In the art week roundup, copy everything from "Sean Scully at" down to "of epic history.", but change "moodily" to "hauntingly".
[Study text — start]
Living Swoon Radar:

Art Week Must See’s by Karen Robinovitz

  1. I might humbly collect art solely guided by aesthetics but my manager, Karen Robinovitz of DBA, eats, lives and breathes ART!  She spends the entirety of her Saturday afternoons perusing each and every gallery show and opening, capturing all that she swoons oh-so brilliantly on her art inspired Instagam account.  I turn to her refined eye for advice often and this week she guides us all – recapping some of the cities best and current exhibitions.

    Sean Scully at Cheim & Reid – The richly layered stripe paintings evoke a feeling of movement and the deep palettes of all eight paintings are moodily beautiful. On the surface, the delicate dance of colors and curves of the brushstrokes evoke an almost lyrical sensibility though the artist admits the work comes from a dark place, memories of traumas, both emotional and physical.

  2. John Chamberlain and Jean Prouvé at Gagosian 24th St. – Two revered metal masters in one space is almost too much to handle. The dialog between Chamberlain’s explosive car part sculptures – with their undulating gestures and pops of color – and Prové’s engineered minimalist pre-fab homes, fully erected in the gallery, is one of epic history.
  3. Julia Dault at Marianne Boesky Chelsea – Julia Dault’s abstract paintings and sculptures are graphically delicious but their playful nature belies the rigor of the artist’s practice. Exploring the repetition of patterns, Dault often forgoes the paint brush for combs, sponges and foam. And the sculptures – always assembled on the premises and named for the length of time she spent building to completion. The show is immersive – painted walls, enormous mirrored wall, reflective surfaces, and color good enough to eat. 
  4. Kazuo Shiraga at Mnuchin Gallery  – There is a movement in the resurgence of the Gutai school of artists who were known for performative, super physical processes of creation in 1950s Japan. It was a reaction to war time militarism and what came out of it were some of the most beautiful and historical works in art history. One of the prominent talents of that era, Kazuo Shiraga, has a show of large scale pieces bursting with reds, blues, purples, all painted with his bare feet. You can feel the movement in the paint strokes, the deep textures and layers of fluid colors that explode on the canvases. Plus, the Mnuchin Gallery is the most gorgeous setting – moldings as delicious as icing, high ceilings, curvaceous walls. A must.
[Study text — finish]
[Provided material — start]
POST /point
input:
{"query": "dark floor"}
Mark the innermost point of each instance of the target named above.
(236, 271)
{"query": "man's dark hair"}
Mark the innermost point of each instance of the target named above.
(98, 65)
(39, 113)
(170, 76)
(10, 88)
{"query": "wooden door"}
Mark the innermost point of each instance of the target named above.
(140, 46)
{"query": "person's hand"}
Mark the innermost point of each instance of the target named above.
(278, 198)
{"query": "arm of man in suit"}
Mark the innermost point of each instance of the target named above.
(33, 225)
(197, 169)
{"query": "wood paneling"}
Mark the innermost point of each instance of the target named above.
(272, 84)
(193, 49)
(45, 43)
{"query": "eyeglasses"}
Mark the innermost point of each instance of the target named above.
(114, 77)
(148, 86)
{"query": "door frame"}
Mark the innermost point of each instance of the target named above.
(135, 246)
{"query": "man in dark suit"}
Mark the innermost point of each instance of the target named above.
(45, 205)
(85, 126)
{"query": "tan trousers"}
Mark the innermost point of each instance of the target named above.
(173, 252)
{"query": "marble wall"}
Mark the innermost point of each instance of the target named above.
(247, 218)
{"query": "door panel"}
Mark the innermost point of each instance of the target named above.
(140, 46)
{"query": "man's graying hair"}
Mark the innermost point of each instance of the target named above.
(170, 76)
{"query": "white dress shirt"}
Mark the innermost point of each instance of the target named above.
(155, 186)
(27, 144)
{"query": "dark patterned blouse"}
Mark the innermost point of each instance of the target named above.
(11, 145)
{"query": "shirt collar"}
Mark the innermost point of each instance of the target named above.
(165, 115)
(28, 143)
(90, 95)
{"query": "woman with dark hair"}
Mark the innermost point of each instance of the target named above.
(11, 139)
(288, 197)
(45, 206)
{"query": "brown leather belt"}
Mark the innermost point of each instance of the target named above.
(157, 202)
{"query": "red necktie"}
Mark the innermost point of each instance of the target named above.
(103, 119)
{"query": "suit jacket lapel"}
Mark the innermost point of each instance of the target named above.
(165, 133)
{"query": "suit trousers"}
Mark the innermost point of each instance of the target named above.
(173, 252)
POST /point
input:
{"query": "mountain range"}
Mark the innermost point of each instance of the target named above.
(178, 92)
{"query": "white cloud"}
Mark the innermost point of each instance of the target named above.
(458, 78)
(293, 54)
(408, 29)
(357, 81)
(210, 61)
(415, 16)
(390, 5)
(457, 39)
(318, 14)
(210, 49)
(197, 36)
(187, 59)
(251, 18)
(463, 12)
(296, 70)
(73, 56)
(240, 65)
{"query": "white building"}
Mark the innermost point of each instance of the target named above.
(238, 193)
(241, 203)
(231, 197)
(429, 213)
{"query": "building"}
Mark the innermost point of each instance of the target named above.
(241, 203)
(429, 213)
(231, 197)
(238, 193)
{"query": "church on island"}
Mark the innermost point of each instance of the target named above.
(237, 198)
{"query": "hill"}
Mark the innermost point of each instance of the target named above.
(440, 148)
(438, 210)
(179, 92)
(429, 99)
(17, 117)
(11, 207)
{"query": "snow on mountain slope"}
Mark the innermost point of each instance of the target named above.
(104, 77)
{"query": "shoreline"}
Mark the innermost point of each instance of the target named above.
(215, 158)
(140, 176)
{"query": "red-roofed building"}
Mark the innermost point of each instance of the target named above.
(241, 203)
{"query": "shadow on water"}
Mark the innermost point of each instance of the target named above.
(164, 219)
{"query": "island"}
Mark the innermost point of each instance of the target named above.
[Provided material — finish]
• **Reply**
Sean Scully at Cheim & Reid – The richly layered stripe paintings evoke a feeling of movement and the deep palettes of all eight paintings are hauntingly beautiful. On the surface, the delicate dance of colors and curves of the brushstrokes evoke an almost lyrical sensibility though the artist admits the work comes from a dark place, memories of traumas, both emotional and physical.

  2. John Chamberlain and Jean Prouvé at Gagosian 24th St. – Two revered metal masters in one space is almost too much to handle. The dialog between Chamberlain’s explosive car part sculptures – with their undulating gestures and pops of color – and Prové’s engineered minimalist pre-fab homes, fully erected in the gallery, is one of epic history.